---- SOURCE MATERIAL

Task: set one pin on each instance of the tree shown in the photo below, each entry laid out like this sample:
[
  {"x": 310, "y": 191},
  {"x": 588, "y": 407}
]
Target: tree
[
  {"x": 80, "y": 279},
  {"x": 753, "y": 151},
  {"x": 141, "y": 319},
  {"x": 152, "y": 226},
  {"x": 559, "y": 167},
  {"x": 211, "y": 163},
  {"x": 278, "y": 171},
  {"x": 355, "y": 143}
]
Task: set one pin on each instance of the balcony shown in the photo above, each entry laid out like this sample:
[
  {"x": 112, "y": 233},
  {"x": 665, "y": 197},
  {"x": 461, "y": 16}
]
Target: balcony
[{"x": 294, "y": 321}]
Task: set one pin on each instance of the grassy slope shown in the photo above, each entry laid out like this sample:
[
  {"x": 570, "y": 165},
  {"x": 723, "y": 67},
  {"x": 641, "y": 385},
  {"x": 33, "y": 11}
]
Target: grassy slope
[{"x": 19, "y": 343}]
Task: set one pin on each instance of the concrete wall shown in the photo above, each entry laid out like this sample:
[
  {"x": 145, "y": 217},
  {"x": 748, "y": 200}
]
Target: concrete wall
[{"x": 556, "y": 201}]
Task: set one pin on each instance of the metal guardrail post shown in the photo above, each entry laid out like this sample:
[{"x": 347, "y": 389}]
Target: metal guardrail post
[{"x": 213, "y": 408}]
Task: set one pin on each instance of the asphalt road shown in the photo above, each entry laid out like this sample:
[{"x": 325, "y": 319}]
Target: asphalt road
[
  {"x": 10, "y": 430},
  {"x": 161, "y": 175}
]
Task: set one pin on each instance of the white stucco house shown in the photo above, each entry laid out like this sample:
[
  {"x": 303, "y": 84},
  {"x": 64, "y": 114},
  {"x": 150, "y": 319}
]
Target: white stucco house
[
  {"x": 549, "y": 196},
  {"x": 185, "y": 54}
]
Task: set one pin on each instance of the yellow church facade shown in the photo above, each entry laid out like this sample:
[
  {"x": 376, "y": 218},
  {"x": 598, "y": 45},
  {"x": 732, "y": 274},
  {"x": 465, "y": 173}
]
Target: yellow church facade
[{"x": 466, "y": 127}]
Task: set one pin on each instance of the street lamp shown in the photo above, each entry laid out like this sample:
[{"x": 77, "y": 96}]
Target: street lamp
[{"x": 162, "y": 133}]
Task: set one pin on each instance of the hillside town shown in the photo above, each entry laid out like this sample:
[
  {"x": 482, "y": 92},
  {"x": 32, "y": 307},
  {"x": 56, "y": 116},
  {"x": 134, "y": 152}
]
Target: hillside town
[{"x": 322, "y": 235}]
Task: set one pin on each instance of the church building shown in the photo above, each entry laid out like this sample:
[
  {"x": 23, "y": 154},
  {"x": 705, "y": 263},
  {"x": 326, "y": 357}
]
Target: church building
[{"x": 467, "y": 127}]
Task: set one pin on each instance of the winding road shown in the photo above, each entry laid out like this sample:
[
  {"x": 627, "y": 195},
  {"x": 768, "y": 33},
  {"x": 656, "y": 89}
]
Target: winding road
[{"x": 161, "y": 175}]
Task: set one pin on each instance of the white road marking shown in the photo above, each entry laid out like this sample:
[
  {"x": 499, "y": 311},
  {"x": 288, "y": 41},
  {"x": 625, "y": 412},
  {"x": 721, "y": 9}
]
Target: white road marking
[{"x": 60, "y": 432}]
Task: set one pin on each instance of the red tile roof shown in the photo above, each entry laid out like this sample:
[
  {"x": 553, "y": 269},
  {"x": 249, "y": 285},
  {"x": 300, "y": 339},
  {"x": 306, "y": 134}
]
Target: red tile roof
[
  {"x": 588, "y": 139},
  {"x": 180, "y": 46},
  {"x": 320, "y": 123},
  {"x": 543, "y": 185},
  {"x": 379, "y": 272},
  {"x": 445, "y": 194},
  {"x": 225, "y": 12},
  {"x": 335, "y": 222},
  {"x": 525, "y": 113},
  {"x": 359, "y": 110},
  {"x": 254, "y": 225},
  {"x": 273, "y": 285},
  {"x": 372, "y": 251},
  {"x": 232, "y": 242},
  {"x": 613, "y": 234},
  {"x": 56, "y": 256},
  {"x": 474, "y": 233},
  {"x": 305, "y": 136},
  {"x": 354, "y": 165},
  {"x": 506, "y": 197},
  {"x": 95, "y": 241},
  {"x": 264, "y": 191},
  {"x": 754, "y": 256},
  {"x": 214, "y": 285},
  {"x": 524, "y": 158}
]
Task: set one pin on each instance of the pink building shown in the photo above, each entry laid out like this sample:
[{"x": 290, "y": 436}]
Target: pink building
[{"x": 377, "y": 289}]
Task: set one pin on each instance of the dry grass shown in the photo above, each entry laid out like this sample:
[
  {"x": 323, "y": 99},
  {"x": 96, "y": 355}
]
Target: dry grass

--------

WHAT TO PRODUCE:
Give a word-for-word copy of the records.

COMPLETED TASK:
Task: set one pin on each instance of the tree shown in the photo below, each entry laid out like this sample:
[
  {"x": 310, "y": 191},
  {"x": 588, "y": 407}
]
Target: tree
[
  {"x": 80, "y": 279},
  {"x": 753, "y": 151},
  {"x": 141, "y": 319},
  {"x": 152, "y": 226},
  {"x": 559, "y": 167},
  {"x": 211, "y": 163},
  {"x": 278, "y": 171},
  {"x": 355, "y": 143}
]
Task: set one pin on each instance of the balcony shown in the photo above, each entry laid out like this sample:
[
  {"x": 112, "y": 233},
  {"x": 665, "y": 197},
  {"x": 461, "y": 16}
]
Target: balcony
[{"x": 294, "y": 321}]
Task: set one pin on each instance of the grassy slope shown in the photo above, each entry laid out like this sample:
[
  {"x": 570, "y": 165},
  {"x": 723, "y": 67},
  {"x": 641, "y": 385},
  {"x": 33, "y": 11}
]
Target: grassy slope
[{"x": 19, "y": 343}]
Task: set one pin on each instance of the concrete wall shown in the photo above, each entry laid out like this sample:
[
  {"x": 145, "y": 217},
  {"x": 748, "y": 200}
]
Target: concrete wall
[{"x": 556, "y": 201}]
Task: set one pin on each instance of the metal guardrail post shown in the photo above, each entry laid out like this sample:
[{"x": 347, "y": 389}]
Target: metal guardrail post
[{"x": 213, "y": 408}]
Task: set one pin on each instance of the asphalt road shown in the photo above, each entry laid out like this sample:
[{"x": 325, "y": 319}]
Target: asphalt road
[
  {"x": 10, "y": 430},
  {"x": 161, "y": 175}
]
Task: set one pin on each instance of the white stucco house shown in the photo above, each entry laid out like this sample:
[
  {"x": 303, "y": 84},
  {"x": 64, "y": 114},
  {"x": 150, "y": 319}
]
Target: white stucco house
[
  {"x": 549, "y": 196},
  {"x": 185, "y": 54}
]
Task: set one pin on each instance of the yellow church facade shown in the photo above, each entry laid out like this sample:
[
  {"x": 376, "y": 218},
  {"x": 598, "y": 45},
  {"x": 732, "y": 274},
  {"x": 465, "y": 173}
]
Target: yellow church facade
[{"x": 466, "y": 127}]
Task: set one pin on each instance of the street lamp shown in the photo above, each entry laid out like this sample:
[{"x": 77, "y": 96}]
Target: street lamp
[{"x": 162, "y": 133}]
Task: set one pin on each instance of the hillside town shown in the photo above, each entry laid out like this sample:
[
  {"x": 482, "y": 92},
  {"x": 32, "y": 307},
  {"x": 56, "y": 116},
  {"x": 134, "y": 152}
]
Target: hillside town
[{"x": 322, "y": 235}]
Task: set one pin on each instance of the church building shown in the photo above, each entry laid out like this sample:
[
  {"x": 23, "y": 154},
  {"x": 705, "y": 263},
  {"x": 326, "y": 357}
]
Target: church building
[{"x": 467, "y": 127}]
Task: set one pin on each instance of the winding road shown in the photo above, each entry laid out like this sample:
[
  {"x": 627, "y": 195},
  {"x": 768, "y": 33},
  {"x": 656, "y": 89}
]
Target: winding road
[{"x": 161, "y": 175}]
Task: set one pin on each instance of the white road marking shown in the photo above, each entry laid out like this sample:
[
  {"x": 499, "y": 311},
  {"x": 288, "y": 41},
  {"x": 625, "y": 412},
  {"x": 721, "y": 9}
]
Target: white road marking
[{"x": 60, "y": 432}]
Task: set one pin on each instance of the red tile roof shown in the photo above, each entry laid out like this sample:
[
  {"x": 553, "y": 269},
  {"x": 249, "y": 285},
  {"x": 300, "y": 339},
  {"x": 306, "y": 134}
]
Target: red tile roof
[
  {"x": 588, "y": 139},
  {"x": 180, "y": 46},
  {"x": 320, "y": 123},
  {"x": 543, "y": 185},
  {"x": 379, "y": 272},
  {"x": 445, "y": 194},
  {"x": 225, "y": 12},
  {"x": 335, "y": 222},
  {"x": 525, "y": 113},
  {"x": 359, "y": 110},
  {"x": 254, "y": 225},
  {"x": 273, "y": 285},
  {"x": 372, "y": 251},
  {"x": 232, "y": 242},
  {"x": 613, "y": 234},
  {"x": 56, "y": 256},
  {"x": 474, "y": 233},
  {"x": 305, "y": 136},
  {"x": 354, "y": 165},
  {"x": 506, "y": 197},
  {"x": 95, "y": 241},
  {"x": 264, "y": 191},
  {"x": 754, "y": 256},
  {"x": 214, "y": 285},
  {"x": 524, "y": 158}
]
Task: set one pin on each instance of the pink building shown in the photo above, each entry laid out like this sample:
[{"x": 290, "y": 436}]
Target: pink building
[{"x": 377, "y": 289}]
Task: set one pin on each instance of the dry grass shown in the photo above, each entry laid out like this sample:
[
  {"x": 323, "y": 99},
  {"x": 96, "y": 355}
]
Target: dry grass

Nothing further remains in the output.